_Records shown_
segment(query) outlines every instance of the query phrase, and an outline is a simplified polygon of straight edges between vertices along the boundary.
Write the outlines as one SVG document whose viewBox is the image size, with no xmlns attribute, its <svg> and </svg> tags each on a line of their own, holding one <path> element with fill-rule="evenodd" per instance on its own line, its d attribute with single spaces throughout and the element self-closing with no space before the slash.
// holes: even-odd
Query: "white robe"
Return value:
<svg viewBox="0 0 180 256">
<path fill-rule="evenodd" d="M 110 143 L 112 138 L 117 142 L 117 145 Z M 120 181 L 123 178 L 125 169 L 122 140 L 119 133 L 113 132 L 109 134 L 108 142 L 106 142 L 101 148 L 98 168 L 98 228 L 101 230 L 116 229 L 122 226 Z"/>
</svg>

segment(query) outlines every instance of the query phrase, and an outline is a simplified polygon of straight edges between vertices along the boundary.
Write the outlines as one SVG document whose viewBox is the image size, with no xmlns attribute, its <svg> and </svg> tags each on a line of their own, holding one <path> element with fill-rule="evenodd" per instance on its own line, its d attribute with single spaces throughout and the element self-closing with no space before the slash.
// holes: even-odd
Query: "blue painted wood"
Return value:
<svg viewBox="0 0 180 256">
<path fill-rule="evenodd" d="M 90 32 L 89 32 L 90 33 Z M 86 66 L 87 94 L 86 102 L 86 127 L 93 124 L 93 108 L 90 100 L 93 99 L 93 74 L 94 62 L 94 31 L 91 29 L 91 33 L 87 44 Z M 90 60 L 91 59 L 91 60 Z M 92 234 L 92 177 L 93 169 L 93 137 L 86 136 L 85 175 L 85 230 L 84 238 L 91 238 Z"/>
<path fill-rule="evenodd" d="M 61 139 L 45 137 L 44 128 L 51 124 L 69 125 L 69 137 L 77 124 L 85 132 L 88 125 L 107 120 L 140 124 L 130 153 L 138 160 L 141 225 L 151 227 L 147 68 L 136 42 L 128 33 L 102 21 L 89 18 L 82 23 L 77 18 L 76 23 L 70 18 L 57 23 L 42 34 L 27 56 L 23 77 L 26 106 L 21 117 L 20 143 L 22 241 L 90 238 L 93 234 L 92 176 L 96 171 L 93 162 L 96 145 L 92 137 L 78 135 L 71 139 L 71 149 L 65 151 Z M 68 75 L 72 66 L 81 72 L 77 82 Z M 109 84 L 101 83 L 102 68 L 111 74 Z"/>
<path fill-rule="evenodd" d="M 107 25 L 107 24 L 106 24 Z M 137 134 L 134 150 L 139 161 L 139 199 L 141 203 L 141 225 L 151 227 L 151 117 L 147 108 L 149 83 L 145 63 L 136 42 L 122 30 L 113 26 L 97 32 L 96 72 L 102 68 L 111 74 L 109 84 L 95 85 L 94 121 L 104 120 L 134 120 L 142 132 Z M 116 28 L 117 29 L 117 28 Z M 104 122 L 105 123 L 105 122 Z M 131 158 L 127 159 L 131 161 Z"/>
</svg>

==

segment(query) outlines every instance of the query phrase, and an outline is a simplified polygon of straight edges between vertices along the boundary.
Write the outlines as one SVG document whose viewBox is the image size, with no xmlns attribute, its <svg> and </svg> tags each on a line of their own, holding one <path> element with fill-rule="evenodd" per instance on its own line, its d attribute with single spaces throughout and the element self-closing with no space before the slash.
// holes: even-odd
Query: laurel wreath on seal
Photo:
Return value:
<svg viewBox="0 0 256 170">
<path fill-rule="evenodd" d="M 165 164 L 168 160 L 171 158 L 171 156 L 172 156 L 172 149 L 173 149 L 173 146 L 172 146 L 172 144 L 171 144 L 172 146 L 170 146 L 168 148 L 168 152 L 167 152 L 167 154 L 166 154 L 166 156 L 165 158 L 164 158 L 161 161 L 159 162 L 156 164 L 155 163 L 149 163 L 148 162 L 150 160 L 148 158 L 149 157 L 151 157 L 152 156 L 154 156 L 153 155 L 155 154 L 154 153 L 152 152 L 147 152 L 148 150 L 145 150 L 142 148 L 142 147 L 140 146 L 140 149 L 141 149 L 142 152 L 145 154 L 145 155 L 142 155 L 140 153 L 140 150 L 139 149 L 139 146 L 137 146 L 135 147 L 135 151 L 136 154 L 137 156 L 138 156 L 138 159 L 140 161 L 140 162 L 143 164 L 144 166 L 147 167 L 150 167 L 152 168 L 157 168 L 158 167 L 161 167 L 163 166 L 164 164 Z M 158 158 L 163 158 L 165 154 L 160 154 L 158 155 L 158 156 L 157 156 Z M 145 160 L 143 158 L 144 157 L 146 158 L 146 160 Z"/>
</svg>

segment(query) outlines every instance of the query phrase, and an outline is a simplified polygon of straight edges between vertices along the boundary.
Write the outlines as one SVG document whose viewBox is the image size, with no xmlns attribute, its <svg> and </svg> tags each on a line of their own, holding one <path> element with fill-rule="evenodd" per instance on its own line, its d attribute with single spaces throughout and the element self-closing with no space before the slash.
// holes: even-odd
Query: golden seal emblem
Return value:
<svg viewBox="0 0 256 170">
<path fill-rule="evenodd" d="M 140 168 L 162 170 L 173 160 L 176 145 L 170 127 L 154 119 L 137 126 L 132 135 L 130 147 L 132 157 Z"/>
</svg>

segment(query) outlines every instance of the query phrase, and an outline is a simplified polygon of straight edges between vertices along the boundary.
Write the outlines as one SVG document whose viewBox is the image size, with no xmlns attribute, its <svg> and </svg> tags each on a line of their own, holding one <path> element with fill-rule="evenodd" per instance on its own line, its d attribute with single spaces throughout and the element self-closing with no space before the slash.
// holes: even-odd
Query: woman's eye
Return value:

_Stated exercise_
Copy out every line of the material above that contains the string "seal", treating uppercase and lowercase as different.

_Reply to the exercise_
Query: laurel wreath on seal
Query: golden seal emblem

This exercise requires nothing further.